### ACTIVITY
Here is a set of records. Copy them all exactly.

### RECORDS TO PROCESS
====================

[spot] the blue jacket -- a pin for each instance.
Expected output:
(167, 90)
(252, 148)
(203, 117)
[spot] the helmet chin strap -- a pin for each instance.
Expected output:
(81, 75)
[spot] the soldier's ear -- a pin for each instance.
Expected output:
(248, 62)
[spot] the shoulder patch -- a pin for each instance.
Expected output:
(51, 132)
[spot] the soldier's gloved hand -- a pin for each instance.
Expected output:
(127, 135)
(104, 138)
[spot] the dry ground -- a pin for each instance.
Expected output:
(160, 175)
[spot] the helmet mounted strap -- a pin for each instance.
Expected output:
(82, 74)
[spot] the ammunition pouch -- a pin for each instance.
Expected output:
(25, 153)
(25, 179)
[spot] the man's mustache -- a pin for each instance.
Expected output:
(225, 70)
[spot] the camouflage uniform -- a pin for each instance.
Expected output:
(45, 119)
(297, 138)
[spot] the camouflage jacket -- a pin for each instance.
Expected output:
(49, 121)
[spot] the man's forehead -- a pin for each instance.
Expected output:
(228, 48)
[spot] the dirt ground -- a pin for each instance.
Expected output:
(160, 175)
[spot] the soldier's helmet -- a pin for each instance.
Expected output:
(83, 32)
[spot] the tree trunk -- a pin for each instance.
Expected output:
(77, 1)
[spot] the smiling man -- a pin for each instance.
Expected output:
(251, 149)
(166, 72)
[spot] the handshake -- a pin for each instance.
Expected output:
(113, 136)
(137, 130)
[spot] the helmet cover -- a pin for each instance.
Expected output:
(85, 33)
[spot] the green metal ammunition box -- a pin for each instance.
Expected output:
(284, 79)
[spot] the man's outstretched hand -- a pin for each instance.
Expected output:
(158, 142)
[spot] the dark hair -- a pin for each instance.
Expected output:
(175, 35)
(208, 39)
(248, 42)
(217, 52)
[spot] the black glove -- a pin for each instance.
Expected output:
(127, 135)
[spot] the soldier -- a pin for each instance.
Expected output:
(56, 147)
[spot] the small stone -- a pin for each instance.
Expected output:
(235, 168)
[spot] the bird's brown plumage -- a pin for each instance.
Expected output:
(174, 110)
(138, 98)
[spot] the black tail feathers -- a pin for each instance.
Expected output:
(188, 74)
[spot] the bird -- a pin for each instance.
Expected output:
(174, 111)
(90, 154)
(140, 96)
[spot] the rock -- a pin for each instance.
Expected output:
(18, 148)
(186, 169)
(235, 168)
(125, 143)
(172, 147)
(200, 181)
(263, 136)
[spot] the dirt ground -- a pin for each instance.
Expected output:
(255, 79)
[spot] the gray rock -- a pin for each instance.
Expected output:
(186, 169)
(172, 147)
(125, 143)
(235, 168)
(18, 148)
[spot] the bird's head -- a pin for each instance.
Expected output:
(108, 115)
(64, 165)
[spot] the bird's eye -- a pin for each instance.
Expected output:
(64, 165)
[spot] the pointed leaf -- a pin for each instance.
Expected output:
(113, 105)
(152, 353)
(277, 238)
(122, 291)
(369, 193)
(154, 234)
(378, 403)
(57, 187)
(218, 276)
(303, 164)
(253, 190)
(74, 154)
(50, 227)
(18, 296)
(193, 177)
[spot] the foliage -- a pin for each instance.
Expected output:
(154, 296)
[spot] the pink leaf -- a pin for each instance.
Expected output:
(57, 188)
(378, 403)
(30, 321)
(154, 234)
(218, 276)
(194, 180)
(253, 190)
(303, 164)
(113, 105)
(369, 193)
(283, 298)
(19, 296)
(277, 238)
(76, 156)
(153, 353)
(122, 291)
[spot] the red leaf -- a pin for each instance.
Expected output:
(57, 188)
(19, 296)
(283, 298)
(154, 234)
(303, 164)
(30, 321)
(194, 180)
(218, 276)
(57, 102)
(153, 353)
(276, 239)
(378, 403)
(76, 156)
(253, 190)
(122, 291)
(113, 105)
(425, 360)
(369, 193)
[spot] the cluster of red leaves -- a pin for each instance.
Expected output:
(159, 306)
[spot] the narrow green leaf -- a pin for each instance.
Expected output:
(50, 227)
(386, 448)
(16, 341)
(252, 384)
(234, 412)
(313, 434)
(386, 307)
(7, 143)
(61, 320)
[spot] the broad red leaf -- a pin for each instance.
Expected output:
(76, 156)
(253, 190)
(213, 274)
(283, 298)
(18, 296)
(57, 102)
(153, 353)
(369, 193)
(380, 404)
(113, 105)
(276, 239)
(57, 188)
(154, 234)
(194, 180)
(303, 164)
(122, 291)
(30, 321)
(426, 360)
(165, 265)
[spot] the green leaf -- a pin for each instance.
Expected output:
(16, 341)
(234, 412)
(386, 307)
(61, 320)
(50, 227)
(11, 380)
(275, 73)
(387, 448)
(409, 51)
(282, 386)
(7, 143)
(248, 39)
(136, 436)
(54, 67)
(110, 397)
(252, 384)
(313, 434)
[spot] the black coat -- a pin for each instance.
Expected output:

====================

### EXPECTED ANSWER
[spot] the blue jacket -- a pin for each instance.
Expected output:
(167, 90)
(252, 148)
(203, 117)
[spot] the helmet chin strap -- a pin for each instance.
Expected output:
(81, 75)
[spot] the soldier's ear -- a pin for each instance.
Expected output:
(248, 62)
[spot] the shoulder patch -- a pin for each instance.
Expected output:
(51, 132)
[spot] the soldier's gloved hand -- a pin for each instance.
Expected output:
(127, 135)
(104, 138)
[spot] the dry ground -- a pin for each instance.
Expected output:
(160, 175)
[spot] the helmet mounted strap -- a pin for each instance.
Expected output:
(82, 74)
[spot] the ammunition pouch -- a pin for each instance.
Expected output:
(25, 153)
(25, 179)
[spot] the man's mustache -- a pin for each instance.
Expected output:
(225, 70)
[spot] the camouflage uniform -- a pin for each instance.
Expected output:
(45, 119)
(297, 138)
[spot] the camouflage jacket -- a pin for each instance.
Expected output:
(49, 121)
[spot] the man's forehead -- a pin for each instance.
Expected output:
(228, 48)
[spot] the dirt ground -- a pin for each instance.
Expected output:
(160, 175)
[spot] the soldier's helmet -- a pin for each instance.
Expected output:
(83, 32)
[spot] the tree trunk -- a pin for each instance.
Expected output:
(77, 1)
[spot] the smiling man -- a pin for each instance.
Expected output:
(251, 149)
(166, 72)
[spot] the handshake -- a pin for each instance.
Expected output:
(113, 136)
(137, 130)
[spot] the helmet cover -- a pin for each instance.
Expected output:
(85, 33)
[spot] the green metal ammunition box -- a pin for each instance.
Expected output:
(284, 79)
[spot] the man's outstretched hand -- a pin for each instance.
Expected output:
(158, 142)
[spot] the dark hair -- a pin for each instance.
Expected output:
(175, 35)
(208, 39)
(248, 42)
(217, 52)
[spot] the black glove -- a pin for each instance.
Expected output:
(127, 135)
[spot] the soldier -- a pin for each instance.
Expected output:
(56, 147)
[spot] the small stone -- a pin for each instance.
Expected output:
(235, 168)
[spot] the bird's brown plumage -- a pin for each instance.
Expected output:
(174, 110)
(138, 98)
[spot] the black tail feathers -- a pin for each instance.
Expected output:
(188, 74)
[spot] the bird -- a pin for each instance.
Expected output:
(174, 111)
(90, 154)
(140, 96)
[spot] the rock -- a pin for each instance.
Expected output:
(18, 148)
(186, 169)
(235, 168)
(125, 143)
(172, 147)
(200, 181)
(263, 136)
[spot] the dirt ground -- a pin for each instance.
Expected output:
(255, 79)
[spot] the gray rock -- a pin for each instance.
Expected output:
(186, 169)
(172, 147)
(125, 143)
(235, 168)
(18, 148)
[spot] the bird's head -- a pin for each instance.
Expected output:
(108, 115)
(64, 165)
[spot] the bird's eye -- a pin for each instance.
Expected output:
(64, 165)
[spot] the pointed leaf -- a pin for each instance.
Expected output:
(113, 105)
(152, 353)
(277, 238)
(122, 291)
(369, 193)
(154, 234)
(378, 403)
(57, 187)
(218, 276)
(303, 164)
(253, 190)
(74, 154)
(50, 227)
(18, 296)
(193, 177)
[spot] the foliage -- a pin for each instance.
Expected output:
(154, 296)
[spot] the pink leaf -- a pin for each instance.
Expected output:
(57, 188)
(378, 403)
(30, 321)
(154, 234)
(218, 276)
(194, 180)
(253, 190)
(303, 164)
(113, 105)
(369, 193)
(283, 298)
(19, 296)
(277, 238)
(76, 156)
(153, 353)
(122, 291)
[spot] the red leaf -- a pin for each instance.
Expected output:
(57, 188)
(19, 296)
(283, 298)
(154, 234)
(303, 164)
(30, 321)
(194, 180)
(218, 276)
(57, 102)
(153, 353)
(276, 239)
(378, 403)
(76, 156)
(253, 190)
(122, 291)
(113, 105)
(425, 360)
(369, 193)
[spot] the cluster of red leaves -- a pin for each instance.
Expected output:
(159, 306)
[spot] the narrow green leaf -- a pin for each instance.
Expected output:
(50, 227)
(386, 448)
(16, 341)
(252, 384)
(234, 412)
(313, 434)
(386, 307)
(7, 143)
(61, 320)
[spot] the broad red leaf -- a pin for each instance.
Expected output:
(76, 156)
(253, 190)
(213, 274)
(283, 298)
(18, 296)
(57, 102)
(153, 353)
(369, 193)
(380, 404)
(113, 105)
(276, 239)
(57, 188)
(154, 234)
(194, 180)
(303, 164)
(122, 291)
(30, 321)
(426, 360)
(165, 265)
[spot] the green leaf -- a pin for each instance.
Expected output:
(16, 341)
(234, 412)
(386, 307)
(61, 320)
(50, 227)
(11, 380)
(275, 73)
(387, 448)
(409, 51)
(282, 386)
(7, 143)
(248, 39)
(136, 436)
(54, 67)
(110, 397)
(252, 384)
(313, 434)
[spot] the black coat -- a pin for each instance.
Expected output:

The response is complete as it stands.